- **文書の一節**:
ね。間違いありませんよね。で、これはなかなか含蓄があるわい、と。というのも、実はこれと同じようなことをショスタコーヴィチは他の機会でも語っていて、よく知られているということでいえば、むしろこちらの方がよく知られていると言っていいのでは? で、こちらについては日本語版が手元にあるので、日本語訳で紹介するなら――
第七交響曲は戦争のはじまる前に構想されていたので、したがって、ヒトラーの攻撃にたいする反応として見るのはまったく不可能である。「侵略の主題」は実際の侵略とはまったく関係がない。この主題を作曲したとき、わたしは人間性にたいする別の敵のことを考えていた。
当然、ファシズムはわたしの嫌悪を催させるが、ドイツ・ファシズムのみならず、いかなる形態のファシズムも不愉快である。今日、人々は戦前の時期をのどかな時代として思い出すのを好み、ヒトラーがわが国に攻めてくるまでは、すべてがよかったと語っている。ヒトラーが犯罪者であることははっきりしているが、しかし、スターリンだって犯罪者なのだ。

- **課題内容**:
ショスタコーヴィチの言葉を引いたこの一節によると、第七交響曲はいつ構想されていたか。

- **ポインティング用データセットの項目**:
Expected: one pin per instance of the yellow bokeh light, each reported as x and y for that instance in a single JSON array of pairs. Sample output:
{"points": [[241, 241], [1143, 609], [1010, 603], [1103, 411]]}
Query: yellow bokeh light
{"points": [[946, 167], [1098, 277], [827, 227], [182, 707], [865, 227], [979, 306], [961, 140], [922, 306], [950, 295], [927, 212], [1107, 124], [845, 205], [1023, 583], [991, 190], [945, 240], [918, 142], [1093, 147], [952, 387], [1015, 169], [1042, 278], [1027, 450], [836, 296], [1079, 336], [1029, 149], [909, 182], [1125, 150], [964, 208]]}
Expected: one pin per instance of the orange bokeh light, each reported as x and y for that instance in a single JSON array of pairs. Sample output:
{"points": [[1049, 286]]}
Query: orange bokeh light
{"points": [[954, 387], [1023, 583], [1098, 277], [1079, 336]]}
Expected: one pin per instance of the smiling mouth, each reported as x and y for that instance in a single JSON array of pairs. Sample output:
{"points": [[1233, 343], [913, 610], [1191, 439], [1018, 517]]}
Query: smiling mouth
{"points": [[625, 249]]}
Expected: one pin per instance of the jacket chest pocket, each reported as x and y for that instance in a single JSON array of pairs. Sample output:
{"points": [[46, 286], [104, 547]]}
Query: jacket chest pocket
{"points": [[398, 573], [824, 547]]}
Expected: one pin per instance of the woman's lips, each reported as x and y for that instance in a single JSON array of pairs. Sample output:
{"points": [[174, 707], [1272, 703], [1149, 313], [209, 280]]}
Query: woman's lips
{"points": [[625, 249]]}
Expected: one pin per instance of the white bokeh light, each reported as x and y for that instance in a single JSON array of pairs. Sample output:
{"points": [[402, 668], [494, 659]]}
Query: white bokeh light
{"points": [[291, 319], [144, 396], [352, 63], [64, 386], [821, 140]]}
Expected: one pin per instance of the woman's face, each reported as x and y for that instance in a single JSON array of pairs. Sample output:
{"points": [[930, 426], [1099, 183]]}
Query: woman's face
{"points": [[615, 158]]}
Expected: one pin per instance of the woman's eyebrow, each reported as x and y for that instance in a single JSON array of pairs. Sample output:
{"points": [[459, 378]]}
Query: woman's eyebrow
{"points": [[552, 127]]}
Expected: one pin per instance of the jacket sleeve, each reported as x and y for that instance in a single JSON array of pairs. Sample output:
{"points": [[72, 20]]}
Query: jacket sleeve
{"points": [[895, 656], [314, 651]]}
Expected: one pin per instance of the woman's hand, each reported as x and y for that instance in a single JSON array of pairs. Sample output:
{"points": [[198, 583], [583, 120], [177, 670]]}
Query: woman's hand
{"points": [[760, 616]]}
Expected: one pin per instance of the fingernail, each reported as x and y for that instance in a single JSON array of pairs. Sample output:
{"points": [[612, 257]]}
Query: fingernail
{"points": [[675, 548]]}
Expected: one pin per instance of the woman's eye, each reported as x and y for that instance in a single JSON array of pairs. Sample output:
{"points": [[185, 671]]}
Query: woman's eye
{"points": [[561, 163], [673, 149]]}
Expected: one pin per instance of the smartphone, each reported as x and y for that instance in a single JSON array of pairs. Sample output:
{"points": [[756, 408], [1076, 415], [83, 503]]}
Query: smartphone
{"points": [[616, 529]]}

- **解答例**:
戦争のはじまる前に構想されていた。